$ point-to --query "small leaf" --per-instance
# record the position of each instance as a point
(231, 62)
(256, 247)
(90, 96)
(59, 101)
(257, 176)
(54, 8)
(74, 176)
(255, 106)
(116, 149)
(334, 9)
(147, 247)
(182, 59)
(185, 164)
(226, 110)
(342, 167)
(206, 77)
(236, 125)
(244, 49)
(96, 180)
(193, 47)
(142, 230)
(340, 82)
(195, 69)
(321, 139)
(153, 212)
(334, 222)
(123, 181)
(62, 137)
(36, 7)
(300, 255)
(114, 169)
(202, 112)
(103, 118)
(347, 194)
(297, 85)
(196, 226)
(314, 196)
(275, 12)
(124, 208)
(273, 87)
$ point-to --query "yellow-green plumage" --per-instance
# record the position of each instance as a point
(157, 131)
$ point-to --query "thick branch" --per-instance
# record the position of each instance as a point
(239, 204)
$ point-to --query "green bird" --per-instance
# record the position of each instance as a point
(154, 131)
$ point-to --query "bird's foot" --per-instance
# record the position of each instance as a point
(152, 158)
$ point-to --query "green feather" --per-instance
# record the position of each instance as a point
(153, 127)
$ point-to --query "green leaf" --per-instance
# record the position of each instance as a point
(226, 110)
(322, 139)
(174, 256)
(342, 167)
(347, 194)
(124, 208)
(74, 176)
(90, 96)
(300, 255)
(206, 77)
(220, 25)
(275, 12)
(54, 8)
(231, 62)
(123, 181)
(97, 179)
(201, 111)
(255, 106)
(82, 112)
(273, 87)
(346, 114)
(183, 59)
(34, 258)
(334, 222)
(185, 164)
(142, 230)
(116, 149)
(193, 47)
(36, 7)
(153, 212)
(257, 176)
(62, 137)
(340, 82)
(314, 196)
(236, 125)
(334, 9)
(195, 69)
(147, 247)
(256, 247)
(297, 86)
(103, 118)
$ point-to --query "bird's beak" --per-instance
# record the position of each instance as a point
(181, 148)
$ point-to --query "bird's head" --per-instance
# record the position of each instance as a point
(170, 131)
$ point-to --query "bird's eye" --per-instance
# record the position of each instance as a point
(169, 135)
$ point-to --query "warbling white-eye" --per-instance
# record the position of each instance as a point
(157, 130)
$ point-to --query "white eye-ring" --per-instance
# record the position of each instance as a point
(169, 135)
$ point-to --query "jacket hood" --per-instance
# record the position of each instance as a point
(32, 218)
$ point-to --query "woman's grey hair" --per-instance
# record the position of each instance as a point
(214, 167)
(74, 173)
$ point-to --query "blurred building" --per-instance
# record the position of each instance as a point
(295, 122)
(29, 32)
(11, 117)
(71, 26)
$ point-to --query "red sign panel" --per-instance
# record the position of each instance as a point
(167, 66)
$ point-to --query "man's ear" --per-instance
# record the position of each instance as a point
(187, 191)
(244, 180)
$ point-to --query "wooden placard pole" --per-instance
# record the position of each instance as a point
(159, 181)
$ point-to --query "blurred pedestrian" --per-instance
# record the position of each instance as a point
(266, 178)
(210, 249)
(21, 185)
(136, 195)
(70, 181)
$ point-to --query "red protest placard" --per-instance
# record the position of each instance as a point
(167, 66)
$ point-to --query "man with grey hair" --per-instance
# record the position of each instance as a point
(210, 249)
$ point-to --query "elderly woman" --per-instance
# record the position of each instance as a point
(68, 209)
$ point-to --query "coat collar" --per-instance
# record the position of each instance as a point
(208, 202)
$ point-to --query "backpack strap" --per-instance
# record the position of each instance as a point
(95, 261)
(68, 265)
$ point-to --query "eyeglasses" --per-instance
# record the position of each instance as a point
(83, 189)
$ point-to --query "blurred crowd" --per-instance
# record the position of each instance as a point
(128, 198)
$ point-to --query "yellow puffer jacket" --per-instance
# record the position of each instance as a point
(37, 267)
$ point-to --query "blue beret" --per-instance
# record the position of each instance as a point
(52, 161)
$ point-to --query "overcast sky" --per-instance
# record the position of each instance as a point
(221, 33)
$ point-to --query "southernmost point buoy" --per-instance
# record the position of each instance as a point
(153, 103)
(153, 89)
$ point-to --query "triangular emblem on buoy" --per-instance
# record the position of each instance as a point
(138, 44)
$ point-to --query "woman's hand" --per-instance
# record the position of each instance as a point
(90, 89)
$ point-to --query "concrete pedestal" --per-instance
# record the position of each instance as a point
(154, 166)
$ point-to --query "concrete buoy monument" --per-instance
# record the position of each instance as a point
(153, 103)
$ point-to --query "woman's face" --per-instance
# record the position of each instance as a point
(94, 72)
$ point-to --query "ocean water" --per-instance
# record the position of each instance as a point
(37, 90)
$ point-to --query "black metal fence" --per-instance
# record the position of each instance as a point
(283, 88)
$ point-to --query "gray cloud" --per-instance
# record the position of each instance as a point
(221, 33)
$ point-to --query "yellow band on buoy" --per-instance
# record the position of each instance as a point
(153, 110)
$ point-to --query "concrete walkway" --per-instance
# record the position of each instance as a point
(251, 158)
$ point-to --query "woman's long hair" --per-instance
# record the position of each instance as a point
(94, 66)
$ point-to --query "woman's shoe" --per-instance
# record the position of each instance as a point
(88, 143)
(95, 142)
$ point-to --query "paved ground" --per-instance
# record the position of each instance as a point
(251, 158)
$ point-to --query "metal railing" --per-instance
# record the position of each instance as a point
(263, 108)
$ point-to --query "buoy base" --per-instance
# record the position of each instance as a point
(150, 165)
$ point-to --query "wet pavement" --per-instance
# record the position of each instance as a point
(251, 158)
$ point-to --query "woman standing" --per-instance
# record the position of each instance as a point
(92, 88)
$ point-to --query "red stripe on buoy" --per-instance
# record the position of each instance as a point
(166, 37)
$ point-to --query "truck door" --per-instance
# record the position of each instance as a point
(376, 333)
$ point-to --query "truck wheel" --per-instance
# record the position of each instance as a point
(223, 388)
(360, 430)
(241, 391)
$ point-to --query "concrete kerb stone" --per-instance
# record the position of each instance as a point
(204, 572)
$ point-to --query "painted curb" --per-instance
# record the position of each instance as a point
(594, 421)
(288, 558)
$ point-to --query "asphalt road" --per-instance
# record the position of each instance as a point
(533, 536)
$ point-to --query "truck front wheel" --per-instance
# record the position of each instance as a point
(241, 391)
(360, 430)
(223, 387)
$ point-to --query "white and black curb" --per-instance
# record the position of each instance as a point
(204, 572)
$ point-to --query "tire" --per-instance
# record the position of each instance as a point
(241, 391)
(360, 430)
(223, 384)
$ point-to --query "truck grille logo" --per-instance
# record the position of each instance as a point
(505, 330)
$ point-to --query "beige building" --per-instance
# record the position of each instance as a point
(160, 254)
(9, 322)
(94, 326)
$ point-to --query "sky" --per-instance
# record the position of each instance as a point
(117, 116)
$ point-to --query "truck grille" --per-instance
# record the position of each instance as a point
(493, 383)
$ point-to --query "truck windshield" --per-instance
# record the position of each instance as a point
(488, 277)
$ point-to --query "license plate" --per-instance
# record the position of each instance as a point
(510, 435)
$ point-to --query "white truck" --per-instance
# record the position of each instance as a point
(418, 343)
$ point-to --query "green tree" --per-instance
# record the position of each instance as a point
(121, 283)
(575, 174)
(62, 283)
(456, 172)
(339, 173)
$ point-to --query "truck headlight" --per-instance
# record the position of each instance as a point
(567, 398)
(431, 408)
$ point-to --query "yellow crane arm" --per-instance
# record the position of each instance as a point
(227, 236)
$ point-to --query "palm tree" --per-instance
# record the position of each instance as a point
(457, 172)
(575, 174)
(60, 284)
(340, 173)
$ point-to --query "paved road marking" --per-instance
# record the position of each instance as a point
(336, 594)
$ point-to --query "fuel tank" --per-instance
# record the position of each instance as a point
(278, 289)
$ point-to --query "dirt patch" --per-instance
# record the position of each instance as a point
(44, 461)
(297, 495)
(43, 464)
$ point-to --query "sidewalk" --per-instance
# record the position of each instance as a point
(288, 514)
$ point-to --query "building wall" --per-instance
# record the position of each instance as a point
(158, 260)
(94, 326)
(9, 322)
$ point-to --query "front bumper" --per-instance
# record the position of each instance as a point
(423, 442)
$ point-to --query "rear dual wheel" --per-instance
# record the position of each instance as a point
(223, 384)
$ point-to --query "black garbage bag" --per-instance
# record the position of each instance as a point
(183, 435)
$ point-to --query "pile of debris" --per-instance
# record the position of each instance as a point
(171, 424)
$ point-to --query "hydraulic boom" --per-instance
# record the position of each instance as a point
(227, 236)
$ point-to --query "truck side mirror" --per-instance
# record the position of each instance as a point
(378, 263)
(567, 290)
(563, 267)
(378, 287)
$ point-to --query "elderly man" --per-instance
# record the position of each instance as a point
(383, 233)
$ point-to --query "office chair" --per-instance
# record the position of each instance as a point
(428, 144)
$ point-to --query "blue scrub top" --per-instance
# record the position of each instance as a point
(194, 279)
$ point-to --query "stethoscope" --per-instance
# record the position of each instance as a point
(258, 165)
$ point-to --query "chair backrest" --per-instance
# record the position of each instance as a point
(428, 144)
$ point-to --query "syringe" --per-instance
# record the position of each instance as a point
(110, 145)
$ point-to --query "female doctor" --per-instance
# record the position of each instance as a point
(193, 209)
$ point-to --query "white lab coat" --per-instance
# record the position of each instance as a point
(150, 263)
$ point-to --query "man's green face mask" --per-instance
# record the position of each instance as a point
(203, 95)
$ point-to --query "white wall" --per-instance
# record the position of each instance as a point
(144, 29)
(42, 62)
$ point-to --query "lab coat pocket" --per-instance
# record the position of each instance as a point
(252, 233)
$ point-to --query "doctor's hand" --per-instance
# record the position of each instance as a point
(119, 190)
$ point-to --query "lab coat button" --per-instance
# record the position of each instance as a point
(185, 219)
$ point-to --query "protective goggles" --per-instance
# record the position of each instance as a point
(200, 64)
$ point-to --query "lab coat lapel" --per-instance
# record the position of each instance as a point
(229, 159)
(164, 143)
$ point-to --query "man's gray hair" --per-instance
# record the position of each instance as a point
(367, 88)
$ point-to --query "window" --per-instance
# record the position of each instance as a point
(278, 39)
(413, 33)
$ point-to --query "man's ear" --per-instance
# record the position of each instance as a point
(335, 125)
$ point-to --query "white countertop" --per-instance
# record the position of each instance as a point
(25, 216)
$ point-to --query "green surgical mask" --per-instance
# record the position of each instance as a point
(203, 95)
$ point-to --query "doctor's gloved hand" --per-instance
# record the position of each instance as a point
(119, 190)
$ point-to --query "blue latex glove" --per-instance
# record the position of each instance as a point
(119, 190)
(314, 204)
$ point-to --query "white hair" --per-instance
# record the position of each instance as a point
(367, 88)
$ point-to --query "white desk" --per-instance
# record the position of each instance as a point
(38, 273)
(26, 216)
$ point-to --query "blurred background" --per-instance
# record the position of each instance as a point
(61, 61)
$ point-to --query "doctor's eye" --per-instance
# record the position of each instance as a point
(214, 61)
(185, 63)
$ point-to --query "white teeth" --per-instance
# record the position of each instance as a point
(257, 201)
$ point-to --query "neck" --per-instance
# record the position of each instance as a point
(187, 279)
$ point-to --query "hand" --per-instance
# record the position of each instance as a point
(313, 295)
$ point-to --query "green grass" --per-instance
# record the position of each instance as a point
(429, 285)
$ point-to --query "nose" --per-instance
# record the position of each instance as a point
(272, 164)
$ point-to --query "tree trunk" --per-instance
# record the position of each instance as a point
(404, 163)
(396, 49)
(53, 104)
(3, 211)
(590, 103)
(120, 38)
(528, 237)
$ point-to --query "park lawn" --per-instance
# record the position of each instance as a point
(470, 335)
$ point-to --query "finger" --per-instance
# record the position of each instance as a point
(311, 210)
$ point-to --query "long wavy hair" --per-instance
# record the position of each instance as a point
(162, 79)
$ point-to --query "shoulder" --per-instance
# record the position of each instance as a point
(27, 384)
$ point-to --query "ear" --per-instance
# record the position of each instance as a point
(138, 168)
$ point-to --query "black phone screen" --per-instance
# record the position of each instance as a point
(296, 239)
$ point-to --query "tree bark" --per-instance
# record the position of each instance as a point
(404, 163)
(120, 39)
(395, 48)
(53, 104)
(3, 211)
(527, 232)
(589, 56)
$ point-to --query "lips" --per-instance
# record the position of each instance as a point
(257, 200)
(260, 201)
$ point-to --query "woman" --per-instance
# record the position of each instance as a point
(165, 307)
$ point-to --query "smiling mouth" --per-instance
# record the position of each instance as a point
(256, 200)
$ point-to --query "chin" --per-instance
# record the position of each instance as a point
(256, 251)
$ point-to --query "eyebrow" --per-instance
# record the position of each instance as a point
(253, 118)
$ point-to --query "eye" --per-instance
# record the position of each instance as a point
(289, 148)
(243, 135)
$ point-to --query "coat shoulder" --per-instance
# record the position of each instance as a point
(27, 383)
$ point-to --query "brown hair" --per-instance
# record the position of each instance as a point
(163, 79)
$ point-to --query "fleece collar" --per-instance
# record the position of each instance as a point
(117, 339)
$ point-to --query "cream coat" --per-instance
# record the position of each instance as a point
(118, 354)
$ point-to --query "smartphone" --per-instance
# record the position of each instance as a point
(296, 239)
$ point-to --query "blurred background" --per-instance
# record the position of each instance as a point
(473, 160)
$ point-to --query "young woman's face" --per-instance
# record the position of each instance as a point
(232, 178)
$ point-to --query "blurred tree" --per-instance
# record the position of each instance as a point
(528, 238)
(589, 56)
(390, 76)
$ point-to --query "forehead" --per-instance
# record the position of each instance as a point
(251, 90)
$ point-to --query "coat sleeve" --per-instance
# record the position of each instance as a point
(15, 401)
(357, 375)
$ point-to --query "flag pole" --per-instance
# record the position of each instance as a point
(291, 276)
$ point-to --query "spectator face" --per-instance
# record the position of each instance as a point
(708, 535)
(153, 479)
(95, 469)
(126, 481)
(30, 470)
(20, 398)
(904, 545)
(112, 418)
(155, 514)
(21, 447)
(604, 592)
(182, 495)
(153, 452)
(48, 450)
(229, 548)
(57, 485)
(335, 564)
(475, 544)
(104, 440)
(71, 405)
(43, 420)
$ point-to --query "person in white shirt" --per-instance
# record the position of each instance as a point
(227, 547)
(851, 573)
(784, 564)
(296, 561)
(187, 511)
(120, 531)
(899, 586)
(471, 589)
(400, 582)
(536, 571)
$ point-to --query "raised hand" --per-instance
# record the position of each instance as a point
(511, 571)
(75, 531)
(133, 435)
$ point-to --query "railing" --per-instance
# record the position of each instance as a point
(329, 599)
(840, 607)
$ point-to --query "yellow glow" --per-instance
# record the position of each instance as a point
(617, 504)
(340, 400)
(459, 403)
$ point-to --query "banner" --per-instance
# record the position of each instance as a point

++++++

# Task details:
Extract, in full, each line of the records above that contains the string "doctor". Treat the match as case-sensitive.

# Response to the task:
$ point-to --query "female doctor" --per-instance
$ point-to --query "doctor's hand" --per-instance
$ point-to --query "doctor's gloved hand" --per-instance
$ point-to --query "doctor's eye" --per-instance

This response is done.